▶ [PASSAGE PROVIDED]:
Member of Parliament for Scotland
- In office 1 May 1707 – 3 April 1708 Serving with numerous others

Commissioner for Whithorn
- In office 1702–1707

Personal details
- Born: 1676
- Died: 4 October 1755 (aged 79) Penicuik House, Midlothian
- Party: Whigs
- Children: George Clerk Maxwell John Clerk of Eldin
- Parent(s): Sir John Clerk, 1st Baronet Elizabeth Henderson
- Education: University of Glasgow Leiden University
- Profession: Judge, Lawyer, Politician

= Sir John Clerk, 2nd Baronet =

Scottish politician, judge, and writer

Sir John Clerk, 2nd Baronet (c. 1676 – 4 October 1755) was a Scottish politician, lawyer, judge and composer. He was vice-president of the Philosophical Society of Edinburgh, the pre-eminent learned society of the Scottish Enlightenment. Clerk was also the father of George Clerk-Maxwell and John Clerk of Eldin, and the great-great-grandfather of the famous physicist James Clerk Maxwell.

==Early life==

John Clerk was son of Sir John Clerk, 1st Baronet by his first wife Elizabeth, daughter of Henry Henderson of Elvington.
 He had a legal education first at University of Glasgow and then at Leiden University. During 1697 and 1698 he went on a Grand Tour. In 1699 he composed a cantata entitled Leo Scotiae Irratus (The Scottish Lion Angered), with Latin lyrics by his Dutch friend Herman Boerhaave, to celebrate the establishment of the Scottish trading colony at Darien by the Company of Scotland. In 1700 was admitted to the Scottish Bar.

Between 1700 and 1730 he planted 300,000 trees on the grounds of the family estate at Penicuik House.

==Parliament==

He was a member of the Parliament of Scotland for Whithorn from 1702 to 1707, and a commissioner for the Union of Parliaments for the Whig Party: he sat in the first Parliament of Great Britain in 1707.

▶ [Pointing data for regions]:
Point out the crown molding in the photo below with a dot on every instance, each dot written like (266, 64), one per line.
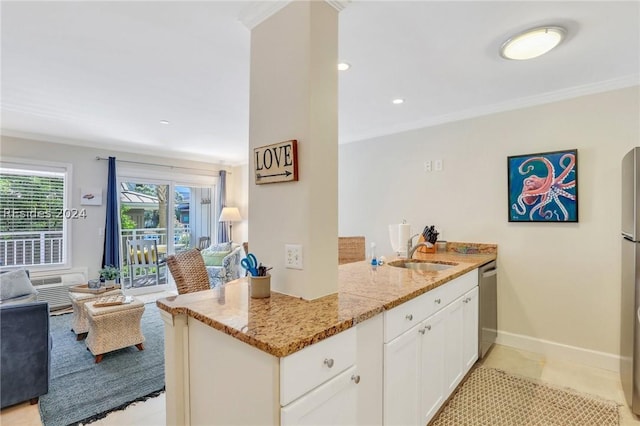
(511, 105)
(338, 5)
(257, 12)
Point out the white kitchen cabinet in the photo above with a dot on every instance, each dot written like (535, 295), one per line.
(431, 371)
(402, 378)
(453, 329)
(470, 333)
(332, 403)
(425, 364)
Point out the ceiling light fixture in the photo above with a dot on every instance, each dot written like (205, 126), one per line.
(532, 43)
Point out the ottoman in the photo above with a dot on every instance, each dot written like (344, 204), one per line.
(79, 324)
(114, 327)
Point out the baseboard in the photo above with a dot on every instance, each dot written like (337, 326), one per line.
(557, 350)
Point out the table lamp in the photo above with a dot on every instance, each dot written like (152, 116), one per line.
(230, 214)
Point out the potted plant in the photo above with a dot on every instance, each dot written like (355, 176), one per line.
(109, 274)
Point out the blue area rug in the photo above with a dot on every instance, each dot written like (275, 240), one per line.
(81, 391)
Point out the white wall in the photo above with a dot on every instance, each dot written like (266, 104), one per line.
(86, 245)
(557, 282)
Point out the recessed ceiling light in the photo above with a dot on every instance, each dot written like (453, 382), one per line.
(532, 43)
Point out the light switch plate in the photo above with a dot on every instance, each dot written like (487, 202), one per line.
(293, 256)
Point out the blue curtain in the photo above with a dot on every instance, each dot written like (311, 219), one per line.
(111, 253)
(221, 201)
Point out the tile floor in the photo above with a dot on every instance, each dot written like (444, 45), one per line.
(603, 383)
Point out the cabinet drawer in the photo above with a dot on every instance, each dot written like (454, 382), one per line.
(304, 370)
(463, 284)
(333, 403)
(403, 317)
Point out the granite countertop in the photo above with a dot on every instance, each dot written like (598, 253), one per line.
(281, 325)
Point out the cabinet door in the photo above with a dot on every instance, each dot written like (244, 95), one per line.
(453, 338)
(470, 332)
(402, 379)
(432, 362)
(333, 403)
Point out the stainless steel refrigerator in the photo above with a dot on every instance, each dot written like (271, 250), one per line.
(630, 301)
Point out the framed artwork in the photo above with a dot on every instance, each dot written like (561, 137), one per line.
(91, 196)
(543, 187)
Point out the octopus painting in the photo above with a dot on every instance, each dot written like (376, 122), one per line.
(543, 187)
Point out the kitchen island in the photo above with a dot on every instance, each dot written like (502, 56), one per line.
(230, 359)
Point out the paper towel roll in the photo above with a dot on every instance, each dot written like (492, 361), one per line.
(404, 233)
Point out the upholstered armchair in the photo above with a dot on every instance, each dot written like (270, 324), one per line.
(223, 263)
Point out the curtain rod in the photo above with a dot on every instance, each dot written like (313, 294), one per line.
(162, 165)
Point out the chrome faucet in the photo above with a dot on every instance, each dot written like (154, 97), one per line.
(411, 249)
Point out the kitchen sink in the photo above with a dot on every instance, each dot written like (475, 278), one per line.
(421, 265)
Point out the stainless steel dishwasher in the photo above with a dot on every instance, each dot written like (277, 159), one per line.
(488, 304)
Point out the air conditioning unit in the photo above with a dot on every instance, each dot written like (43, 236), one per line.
(53, 287)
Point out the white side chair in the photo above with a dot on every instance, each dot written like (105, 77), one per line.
(143, 260)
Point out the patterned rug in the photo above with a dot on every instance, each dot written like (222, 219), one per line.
(81, 391)
(494, 398)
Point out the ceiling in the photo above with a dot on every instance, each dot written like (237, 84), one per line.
(106, 73)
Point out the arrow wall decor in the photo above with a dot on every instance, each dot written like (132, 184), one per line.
(276, 163)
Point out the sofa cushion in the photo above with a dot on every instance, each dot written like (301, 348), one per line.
(15, 284)
(213, 258)
(25, 351)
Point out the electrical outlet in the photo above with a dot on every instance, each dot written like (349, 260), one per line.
(293, 256)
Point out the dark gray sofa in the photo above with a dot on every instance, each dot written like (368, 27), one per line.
(25, 350)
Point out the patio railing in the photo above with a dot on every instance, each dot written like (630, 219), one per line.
(47, 248)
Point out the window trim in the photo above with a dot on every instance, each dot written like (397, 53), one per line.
(29, 164)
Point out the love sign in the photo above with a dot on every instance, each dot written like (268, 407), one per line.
(276, 163)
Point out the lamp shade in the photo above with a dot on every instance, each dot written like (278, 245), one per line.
(230, 214)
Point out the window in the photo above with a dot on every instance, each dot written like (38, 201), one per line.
(34, 211)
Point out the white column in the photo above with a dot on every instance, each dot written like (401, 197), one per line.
(294, 95)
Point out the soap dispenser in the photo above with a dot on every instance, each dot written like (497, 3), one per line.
(374, 258)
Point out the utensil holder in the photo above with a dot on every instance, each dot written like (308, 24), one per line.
(260, 287)
(424, 249)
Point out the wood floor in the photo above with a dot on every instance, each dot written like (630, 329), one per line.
(603, 383)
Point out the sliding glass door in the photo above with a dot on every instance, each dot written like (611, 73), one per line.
(145, 217)
(172, 215)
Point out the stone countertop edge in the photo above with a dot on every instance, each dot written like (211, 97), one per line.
(281, 324)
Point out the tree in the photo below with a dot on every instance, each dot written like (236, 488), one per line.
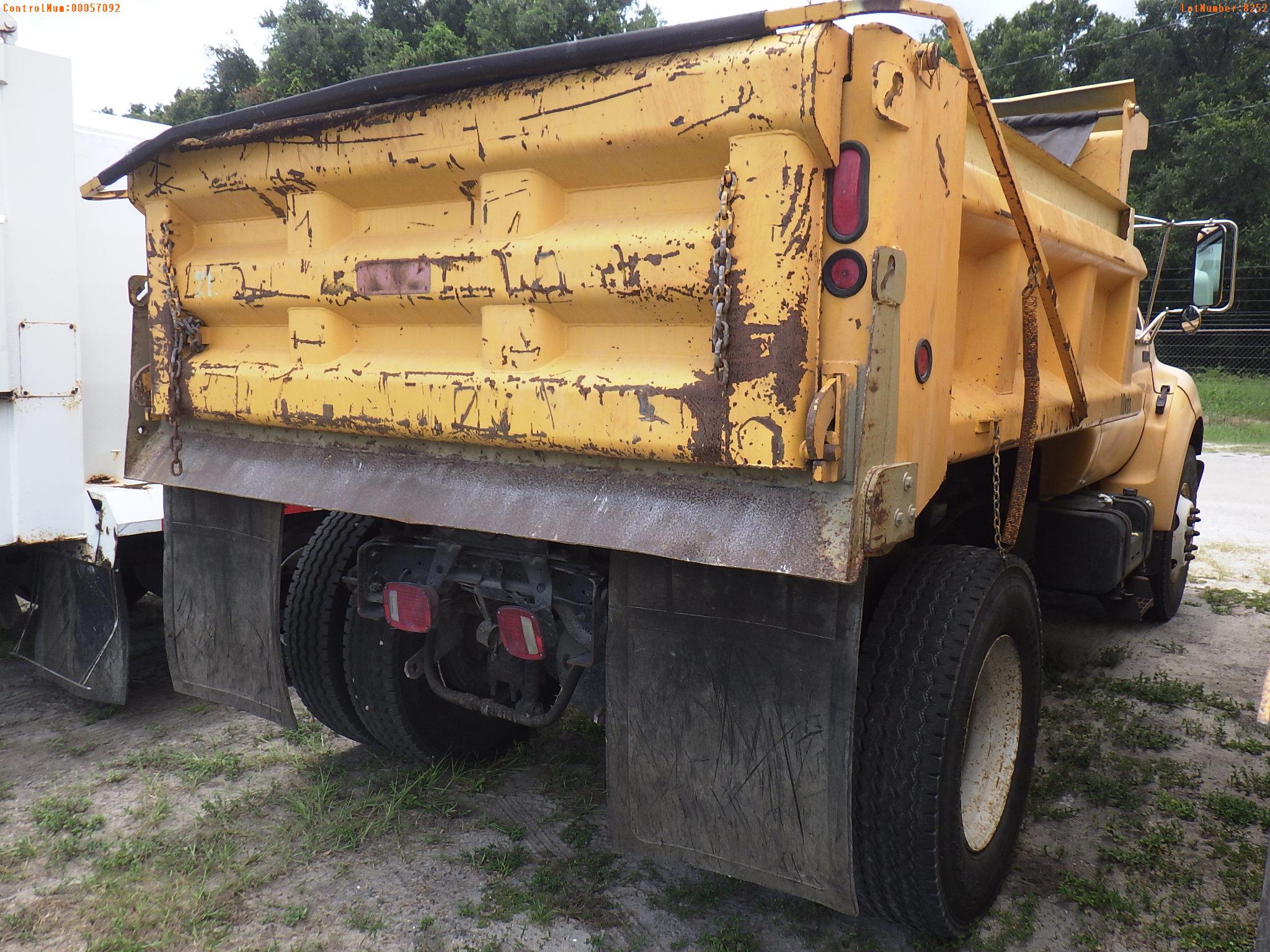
(313, 45)
(1202, 79)
(231, 83)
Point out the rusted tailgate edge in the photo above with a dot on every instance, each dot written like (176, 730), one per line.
(733, 521)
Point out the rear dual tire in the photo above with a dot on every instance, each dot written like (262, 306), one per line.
(350, 672)
(946, 720)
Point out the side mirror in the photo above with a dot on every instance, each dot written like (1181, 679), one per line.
(1208, 278)
(1193, 318)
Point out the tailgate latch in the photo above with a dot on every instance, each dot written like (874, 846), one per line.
(828, 428)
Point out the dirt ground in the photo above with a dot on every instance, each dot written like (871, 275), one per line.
(178, 824)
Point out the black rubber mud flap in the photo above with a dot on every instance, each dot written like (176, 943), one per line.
(730, 719)
(220, 575)
(78, 633)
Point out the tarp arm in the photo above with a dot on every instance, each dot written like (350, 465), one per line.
(990, 127)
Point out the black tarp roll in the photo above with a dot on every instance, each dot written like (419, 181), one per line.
(450, 76)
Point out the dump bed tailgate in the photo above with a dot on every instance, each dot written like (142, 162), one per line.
(526, 265)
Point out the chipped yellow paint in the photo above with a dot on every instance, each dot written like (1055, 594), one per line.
(525, 266)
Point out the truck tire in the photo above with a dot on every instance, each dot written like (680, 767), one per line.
(1169, 582)
(946, 718)
(404, 715)
(314, 621)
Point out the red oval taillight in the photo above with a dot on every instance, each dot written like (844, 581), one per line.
(849, 193)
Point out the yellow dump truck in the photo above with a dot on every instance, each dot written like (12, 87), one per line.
(737, 384)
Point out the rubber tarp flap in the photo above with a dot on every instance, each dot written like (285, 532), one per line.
(221, 589)
(730, 723)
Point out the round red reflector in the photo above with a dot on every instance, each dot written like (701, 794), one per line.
(843, 273)
(922, 361)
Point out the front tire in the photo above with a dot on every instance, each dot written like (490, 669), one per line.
(1169, 580)
(946, 720)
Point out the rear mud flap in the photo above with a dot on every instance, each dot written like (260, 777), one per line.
(730, 723)
(78, 633)
(221, 558)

▶ [WORK INSTRUCTION]: Extend the article on Sir John Clerk, 2nd Baronet, picking up right after its last sentence.

▶ [EXERCISE OUTPUT]:
He was appointed a Baron of the Exchequer for Scotland on the constitution of the Exchequer Court, 13 May 1708, a position he held for nearly half a century. With Baron Scrope, in 1726, he drew up an Historical View of the Forms and Powers of the Court of Exchequer in Scotland, which was printed at the expense of the Barons of Exchequer for private circulation.

A leading supporter of the Act of Union 1707 with the Kingdom of England, Clerk wrote in his memoirs of English novelist, journalist and secret agent Daniel Defoe that it was not known at the time that Defoe had been sent by Godolphin : "... to give a faithful account to him from time to time how everything past here. He was therefor a spy among us, but not known to be such, otherways the Mob of Edin. had pull him to pieces".

==Antiquarian leanings==

Of his other treatises, Clerk wrote papers in the Philosophical Transactions: one an Account of the Stylus of the Ancients and their different sorts of Paper, printed in 1731, and the others On the effects of Thunder on Trees and Of a large Deer's Horns found in the heart of an Oak, printed in 1739. He was the author of a tract entitled Dissertatio de quibusdam Monumentis Romanis &c, written in 1730 but not published until 1750. For upwards of twenty years he also carried on a learned correspondence with Roger Gale, the English antiquary, which forms a portion of the Reliquiae Britannica of 1782.

==Patron of the arts==

Sir John Clerk was one of the friends and patrons of the poet Allan Ramsay who, during his latter years, spent much of his time at Penicuik House. His son, Sir James Clerk, erected at the family seat an obelisk to Ramsay's memory. Sir John was a patron to various other artists and architects, and even dabbled in architecture himself.

==Musical talent==

Clerk had a musical bent also, and while in Rome may have been tutored by the Baroque composer Arcangelo Corelli, but his own work has often been overlooked, primarily since the only record of his composition seems to be his own papers. One of his humorous songs was O merry may the maid be that marries the miller.

==Family==
Sir John succeeded his father in his title and estates in 1722. He unsuccessfully courted Susanna, daughter of Sir Archibald Kennedy of Culzean, Baronet (ancestor of the Marquess of Ailsa) and that correspondence is in the National Archives. She became the third wife of Alexander, 9th Earl of Eglinton.

He married, firstly, on 23 February 1701, Lady Margaret Stewart, eldest daughter of Alexander Stewart, 3rd Earl of Galloway who died in childbirth on 26 December that year. Her son, John, survived, but died unmarried in 1722. Sir John married again, to Janet Inglis, daughter of Sir James Inglis of Cramond, 1st Bt., by whom he had seven sons and six daughters. He died at Penicuik House on 4 October 1755.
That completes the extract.